_WRITTEN EXERCISE_
Set down all of the data that follows word for word, without the images.

_DATA SUPPLIED_
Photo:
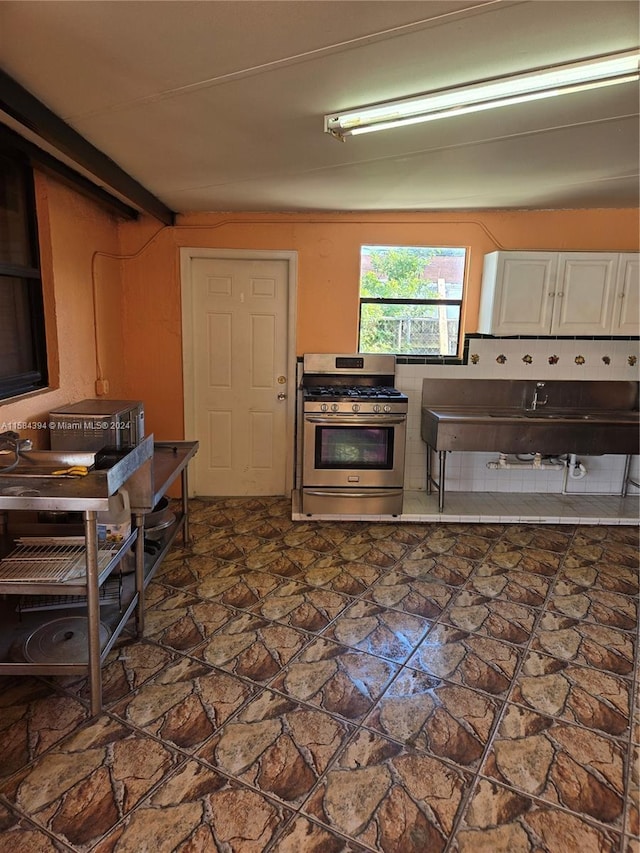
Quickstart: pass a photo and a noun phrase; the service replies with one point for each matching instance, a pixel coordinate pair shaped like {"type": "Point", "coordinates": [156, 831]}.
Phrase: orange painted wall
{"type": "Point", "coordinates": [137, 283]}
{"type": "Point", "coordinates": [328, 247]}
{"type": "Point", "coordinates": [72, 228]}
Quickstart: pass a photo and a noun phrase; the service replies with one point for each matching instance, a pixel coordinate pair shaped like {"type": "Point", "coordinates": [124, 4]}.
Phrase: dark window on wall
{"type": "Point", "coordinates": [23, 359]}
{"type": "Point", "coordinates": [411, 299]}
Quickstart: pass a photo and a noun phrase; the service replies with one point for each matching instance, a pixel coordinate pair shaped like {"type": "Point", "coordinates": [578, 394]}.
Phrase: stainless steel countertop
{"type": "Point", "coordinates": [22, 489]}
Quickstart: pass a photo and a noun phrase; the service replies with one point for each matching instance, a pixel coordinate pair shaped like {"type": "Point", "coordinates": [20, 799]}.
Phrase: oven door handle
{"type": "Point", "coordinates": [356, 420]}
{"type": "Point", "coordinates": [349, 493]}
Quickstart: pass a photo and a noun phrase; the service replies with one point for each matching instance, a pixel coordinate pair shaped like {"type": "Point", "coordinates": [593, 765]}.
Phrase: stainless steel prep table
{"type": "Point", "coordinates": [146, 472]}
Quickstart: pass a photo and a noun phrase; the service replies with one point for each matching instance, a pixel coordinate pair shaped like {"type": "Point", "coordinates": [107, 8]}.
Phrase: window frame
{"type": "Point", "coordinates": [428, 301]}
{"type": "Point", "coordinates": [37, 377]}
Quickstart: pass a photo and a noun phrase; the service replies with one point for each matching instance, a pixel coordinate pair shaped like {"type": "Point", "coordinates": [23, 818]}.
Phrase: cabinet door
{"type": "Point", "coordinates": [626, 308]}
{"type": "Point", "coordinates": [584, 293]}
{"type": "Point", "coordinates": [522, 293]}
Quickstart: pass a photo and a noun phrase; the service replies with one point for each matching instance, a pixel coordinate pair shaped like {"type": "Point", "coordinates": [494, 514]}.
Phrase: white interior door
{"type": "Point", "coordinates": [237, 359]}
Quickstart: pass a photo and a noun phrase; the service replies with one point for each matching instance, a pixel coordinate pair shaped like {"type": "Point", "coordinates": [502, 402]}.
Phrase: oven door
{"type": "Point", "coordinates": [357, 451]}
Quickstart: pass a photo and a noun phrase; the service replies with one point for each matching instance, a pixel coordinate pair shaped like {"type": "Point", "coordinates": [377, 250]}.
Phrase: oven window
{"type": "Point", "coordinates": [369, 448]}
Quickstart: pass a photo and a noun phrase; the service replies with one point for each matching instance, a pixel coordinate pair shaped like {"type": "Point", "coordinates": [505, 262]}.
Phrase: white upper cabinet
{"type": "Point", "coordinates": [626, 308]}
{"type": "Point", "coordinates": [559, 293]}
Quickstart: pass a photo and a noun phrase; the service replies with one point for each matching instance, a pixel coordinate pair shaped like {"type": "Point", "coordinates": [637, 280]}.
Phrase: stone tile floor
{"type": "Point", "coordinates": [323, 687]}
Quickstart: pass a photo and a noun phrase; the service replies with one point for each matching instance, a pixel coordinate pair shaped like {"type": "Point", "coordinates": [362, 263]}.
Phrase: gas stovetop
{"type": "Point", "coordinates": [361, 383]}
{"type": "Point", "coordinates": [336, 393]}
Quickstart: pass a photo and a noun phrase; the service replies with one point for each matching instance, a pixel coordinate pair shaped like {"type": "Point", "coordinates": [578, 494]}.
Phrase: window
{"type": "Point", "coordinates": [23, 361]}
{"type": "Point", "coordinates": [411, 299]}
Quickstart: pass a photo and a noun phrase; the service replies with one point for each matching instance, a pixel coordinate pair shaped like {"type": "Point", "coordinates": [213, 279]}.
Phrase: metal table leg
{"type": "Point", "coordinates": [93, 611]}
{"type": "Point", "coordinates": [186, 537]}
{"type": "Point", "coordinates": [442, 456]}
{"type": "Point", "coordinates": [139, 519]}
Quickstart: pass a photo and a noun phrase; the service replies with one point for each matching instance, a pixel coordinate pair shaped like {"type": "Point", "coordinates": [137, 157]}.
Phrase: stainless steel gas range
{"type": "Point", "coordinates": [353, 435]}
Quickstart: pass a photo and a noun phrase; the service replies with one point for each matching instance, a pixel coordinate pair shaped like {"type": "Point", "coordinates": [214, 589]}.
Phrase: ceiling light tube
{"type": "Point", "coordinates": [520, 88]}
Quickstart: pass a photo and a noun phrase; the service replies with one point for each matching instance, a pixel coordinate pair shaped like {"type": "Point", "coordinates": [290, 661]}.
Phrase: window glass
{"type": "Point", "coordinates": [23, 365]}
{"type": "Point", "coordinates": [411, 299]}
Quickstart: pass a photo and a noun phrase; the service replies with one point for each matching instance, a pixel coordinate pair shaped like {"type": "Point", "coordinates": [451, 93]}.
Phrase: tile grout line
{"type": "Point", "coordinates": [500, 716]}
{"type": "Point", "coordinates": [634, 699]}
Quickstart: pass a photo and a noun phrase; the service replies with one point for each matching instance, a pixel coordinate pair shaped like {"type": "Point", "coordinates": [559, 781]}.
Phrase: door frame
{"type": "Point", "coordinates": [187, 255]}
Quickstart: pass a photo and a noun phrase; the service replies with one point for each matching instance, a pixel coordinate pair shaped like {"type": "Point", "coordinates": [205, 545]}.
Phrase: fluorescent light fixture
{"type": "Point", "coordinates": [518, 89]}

_WORKED SOLUTION_
Photo:
Quickstart: pass a photo and a noun phrase; the service replies with one point for each matching instance, a pixel coordinate pair shaped like {"type": "Point", "coordinates": [156, 831]}.
Phrase: orange painted wall
{"type": "Point", "coordinates": [137, 283]}
{"type": "Point", "coordinates": [328, 247]}
{"type": "Point", "coordinates": [72, 228]}
Quickstart: pass a photo and a noun phrase; the service replies with one point for each matching instance, a pixel coordinate pair shaped like {"type": "Point", "coordinates": [124, 4]}.
Phrase: dark window on wall
{"type": "Point", "coordinates": [23, 359]}
{"type": "Point", "coordinates": [411, 299]}
Quickstart: pass a photo and a noun phrase; the service replies with one point for each matching instance, a pixel coordinate pair shaped like {"type": "Point", "coordinates": [578, 394]}.
Phrase: stainless steel countertop
{"type": "Point", "coordinates": [22, 489]}
Quickstart: pass a photo and a noun phrase; the service replies with one point for each matching instance, a pixel coordinate pair shaped like {"type": "Point", "coordinates": [20, 799]}.
Phrase: oven door handle
{"type": "Point", "coordinates": [356, 420]}
{"type": "Point", "coordinates": [349, 493]}
Quickstart: pass a photo and a noun phrase; the service replies with one point for each matching instance, a pixel coordinate pair shaped like {"type": "Point", "coordinates": [593, 765]}.
Phrase: stainless steel prep table
{"type": "Point", "coordinates": [146, 472]}
Quickstart: pass a photo and a noun phrase; the service replies with one point for each matching instance, a pixel coordinate pair shaped like {"type": "Point", "coordinates": [107, 8]}.
Phrase: window frame
{"type": "Point", "coordinates": [428, 301]}
{"type": "Point", "coordinates": [37, 377]}
Quickstart: pass a photo and a noun phrase; the service replies with one point for each matching instance, a pixel coordinate pair shaped like {"type": "Point", "coordinates": [23, 818]}.
Phrase: cabinet door
{"type": "Point", "coordinates": [626, 308]}
{"type": "Point", "coordinates": [584, 293]}
{"type": "Point", "coordinates": [522, 293]}
Quickstart: pass a photo and a noun phrase; the service replies with one point for each matching instance, a pixel coordinate pair shaped like {"type": "Point", "coordinates": [494, 514]}.
Phrase: white interior door
{"type": "Point", "coordinates": [237, 359]}
Quickstart: pass a photo and a noun phrase; the service replies with one point for each matching instance, a pixel coordinate pair shaped like {"type": "Point", "coordinates": [502, 402]}.
Phrase: oven door
{"type": "Point", "coordinates": [357, 451]}
Quickstart: pass a photo and a noun phrase; the service replies with one point for each matching instance, a pixel coordinate pair shaped like {"type": "Point", "coordinates": [377, 250]}.
Phrase: oven window
{"type": "Point", "coordinates": [369, 448]}
Quickstart: pass a photo and a noun phrase; the service replies with one point for each matching instance, a pixel coordinate pair shaped like {"type": "Point", "coordinates": [505, 262]}.
Phrase: white upper cabinet
{"type": "Point", "coordinates": [626, 308]}
{"type": "Point", "coordinates": [559, 293]}
Quickstart: pass a photo and a noun phrase; the service replies with one point for each matching instance, a pixel coordinate pair shaped like {"type": "Point", "coordinates": [637, 280]}.
Phrase: stone tile floor
{"type": "Point", "coordinates": [323, 687]}
Quickstart: pass a photo and a noun phrase; the service replies with one point for each matching instance, a pixel coordinate pair shaped like {"type": "Point", "coordinates": [362, 263]}.
Phrase: gas stovetop
{"type": "Point", "coordinates": [361, 383]}
{"type": "Point", "coordinates": [336, 393]}
Quickstart: pass a photo and a noun phrase; the service replies with one point for each matching instance, a pixel coordinate pair shaped like {"type": "Point", "coordinates": [578, 494]}.
Phrase: window
{"type": "Point", "coordinates": [23, 361]}
{"type": "Point", "coordinates": [411, 299]}
Quickstart: pass a photo and a noun phrase; the service replies with one point for each matching instance, a pixel coordinate pair shaped like {"type": "Point", "coordinates": [213, 279]}.
Phrase: metal table leg
{"type": "Point", "coordinates": [93, 611]}
{"type": "Point", "coordinates": [186, 537]}
{"type": "Point", "coordinates": [442, 456]}
{"type": "Point", "coordinates": [139, 519]}
Quickstart: pass a photo and a noun phrase; the service replies with one point for each matching instance, a pixel coordinate pair shaped like {"type": "Point", "coordinates": [137, 157]}.
Phrase: stainless steel gas range
{"type": "Point", "coordinates": [353, 435]}
Quickstart: pass a photo and a noun phrase; the service replies with one point for each matching instance, a pixel coordinate pair shaped like {"type": "Point", "coordinates": [214, 589]}.
Phrase: ceiling light tube
{"type": "Point", "coordinates": [520, 88]}
Quickstart: pass a photo and a noun phrase; the service replies with one point for each matching instance, a pixel coordinate pair shaped like {"type": "Point", "coordinates": [290, 661]}.
Phrase: window glass
{"type": "Point", "coordinates": [23, 365]}
{"type": "Point", "coordinates": [411, 299]}
Quickstart: pass a photo and a noun phrase; the service replies with one point for each matching instance, a pixel coordinate pair shaped like {"type": "Point", "coordinates": [451, 93]}.
Phrase: tile grout line
{"type": "Point", "coordinates": [500, 716]}
{"type": "Point", "coordinates": [634, 699]}
Quickstart: pass a photo and a noun phrase; the service replies with one point for each matching instance, a pixel coordinate pair shaped like {"type": "Point", "coordinates": [559, 781]}.
Phrase: door frame
{"type": "Point", "coordinates": [187, 255]}
Quickstart: pass a photo and a noun phrase; the service replies with one point for each matching instance, a pixel coordinate pair shaped like {"type": "Point", "coordinates": [205, 545]}.
Phrase: fluorescent light fixture
{"type": "Point", "coordinates": [518, 89]}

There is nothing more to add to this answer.